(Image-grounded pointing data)

* * * *

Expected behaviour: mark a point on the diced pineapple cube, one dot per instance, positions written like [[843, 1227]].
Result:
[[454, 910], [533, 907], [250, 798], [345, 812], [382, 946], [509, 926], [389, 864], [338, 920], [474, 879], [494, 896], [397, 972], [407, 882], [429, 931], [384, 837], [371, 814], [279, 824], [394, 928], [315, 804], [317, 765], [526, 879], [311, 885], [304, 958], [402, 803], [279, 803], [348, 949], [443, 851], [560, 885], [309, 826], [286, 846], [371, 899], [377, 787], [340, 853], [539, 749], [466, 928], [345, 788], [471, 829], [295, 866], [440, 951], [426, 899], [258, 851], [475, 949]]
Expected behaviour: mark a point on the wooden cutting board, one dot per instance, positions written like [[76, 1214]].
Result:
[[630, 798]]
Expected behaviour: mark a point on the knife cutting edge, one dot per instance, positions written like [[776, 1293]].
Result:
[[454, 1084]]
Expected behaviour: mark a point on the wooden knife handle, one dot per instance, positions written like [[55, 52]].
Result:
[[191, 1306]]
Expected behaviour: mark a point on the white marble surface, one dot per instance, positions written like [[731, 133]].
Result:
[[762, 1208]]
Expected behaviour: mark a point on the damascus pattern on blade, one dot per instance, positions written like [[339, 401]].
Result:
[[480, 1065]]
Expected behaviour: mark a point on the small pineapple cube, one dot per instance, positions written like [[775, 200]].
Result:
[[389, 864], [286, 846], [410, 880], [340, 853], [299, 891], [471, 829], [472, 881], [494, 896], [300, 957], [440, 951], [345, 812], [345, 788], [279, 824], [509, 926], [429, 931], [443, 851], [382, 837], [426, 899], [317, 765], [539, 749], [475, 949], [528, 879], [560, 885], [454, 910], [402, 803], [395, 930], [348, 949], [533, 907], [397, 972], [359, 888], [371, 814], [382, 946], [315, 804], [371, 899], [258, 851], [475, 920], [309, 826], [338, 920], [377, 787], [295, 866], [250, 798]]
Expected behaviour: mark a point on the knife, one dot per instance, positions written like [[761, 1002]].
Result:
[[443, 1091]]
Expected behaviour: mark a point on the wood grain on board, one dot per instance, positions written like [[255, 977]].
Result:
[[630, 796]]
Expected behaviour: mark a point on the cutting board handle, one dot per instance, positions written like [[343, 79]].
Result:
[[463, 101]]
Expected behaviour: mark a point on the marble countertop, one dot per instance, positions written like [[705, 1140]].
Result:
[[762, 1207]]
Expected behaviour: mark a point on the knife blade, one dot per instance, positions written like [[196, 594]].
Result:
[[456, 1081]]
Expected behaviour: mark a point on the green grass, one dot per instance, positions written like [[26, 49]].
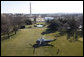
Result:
[[18, 45], [40, 23]]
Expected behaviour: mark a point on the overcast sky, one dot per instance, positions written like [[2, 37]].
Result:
[[42, 7]]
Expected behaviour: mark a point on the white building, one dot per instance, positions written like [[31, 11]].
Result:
[[39, 19]]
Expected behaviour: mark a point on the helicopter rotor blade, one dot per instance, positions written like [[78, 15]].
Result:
[[34, 51]]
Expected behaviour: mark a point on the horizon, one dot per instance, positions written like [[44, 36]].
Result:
[[42, 7]]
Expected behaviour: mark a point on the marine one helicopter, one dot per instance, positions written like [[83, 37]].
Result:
[[42, 42]]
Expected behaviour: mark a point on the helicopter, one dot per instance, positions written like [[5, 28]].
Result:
[[42, 42]]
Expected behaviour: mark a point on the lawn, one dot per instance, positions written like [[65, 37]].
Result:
[[18, 45]]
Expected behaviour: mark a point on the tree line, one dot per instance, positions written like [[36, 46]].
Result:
[[11, 24], [70, 25]]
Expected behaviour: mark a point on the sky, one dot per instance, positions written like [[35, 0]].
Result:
[[39, 7]]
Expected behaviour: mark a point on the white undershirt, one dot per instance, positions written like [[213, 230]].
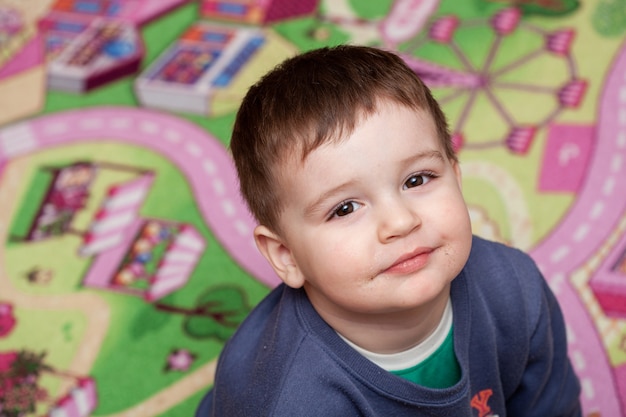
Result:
[[415, 355]]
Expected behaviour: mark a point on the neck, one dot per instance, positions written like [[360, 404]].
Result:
[[390, 332]]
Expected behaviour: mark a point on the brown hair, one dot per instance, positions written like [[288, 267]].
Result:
[[313, 98]]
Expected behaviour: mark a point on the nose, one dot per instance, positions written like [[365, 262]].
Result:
[[397, 218]]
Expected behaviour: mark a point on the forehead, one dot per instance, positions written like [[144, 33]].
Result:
[[390, 124]]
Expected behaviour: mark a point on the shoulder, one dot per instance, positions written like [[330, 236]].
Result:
[[267, 365], [501, 266], [505, 283]]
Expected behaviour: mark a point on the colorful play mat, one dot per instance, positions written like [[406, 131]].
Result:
[[128, 259]]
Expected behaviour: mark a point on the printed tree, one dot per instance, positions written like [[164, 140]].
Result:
[[19, 377], [217, 313]]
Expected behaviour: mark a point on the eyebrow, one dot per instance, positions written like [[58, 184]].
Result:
[[315, 206]]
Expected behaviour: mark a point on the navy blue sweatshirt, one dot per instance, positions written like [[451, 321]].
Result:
[[509, 339]]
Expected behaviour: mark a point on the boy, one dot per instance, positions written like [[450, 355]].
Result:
[[389, 306]]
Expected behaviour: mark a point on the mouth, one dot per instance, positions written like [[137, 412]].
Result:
[[410, 262]]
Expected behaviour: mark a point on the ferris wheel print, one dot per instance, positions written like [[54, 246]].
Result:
[[499, 75]]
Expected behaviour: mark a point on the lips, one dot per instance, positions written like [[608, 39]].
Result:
[[410, 262]]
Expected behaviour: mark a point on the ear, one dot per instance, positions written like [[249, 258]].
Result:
[[279, 256], [457, 172]]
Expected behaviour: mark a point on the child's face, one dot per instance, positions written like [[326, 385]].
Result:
[[375, 223]]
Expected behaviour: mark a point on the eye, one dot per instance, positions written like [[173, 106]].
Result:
[[344, 208], [417, 180]]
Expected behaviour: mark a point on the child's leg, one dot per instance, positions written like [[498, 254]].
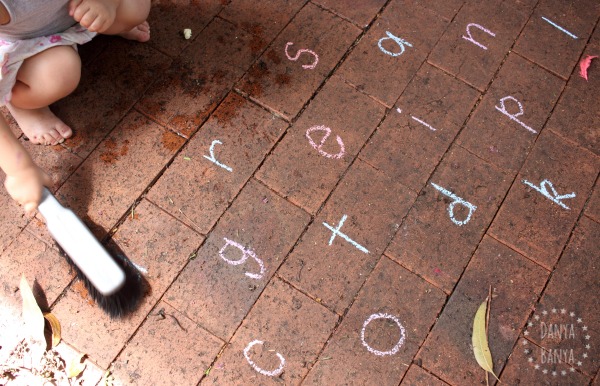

* * * *

▶ [Problem to solve]: Look over the entries for "white", then copy every line that includes that string.

▶ [Output]:
Expected behaviour: mark a point on the white marble surface, one dot per instance, positions written like [[731, 133]].
Expected behaviour: mark a point on the white building, one dot per instance, positions written like [[31, 11]].
Expected behaviour: mark a point on the white undershirt, one dot per instance, positions written like [[213, 230]].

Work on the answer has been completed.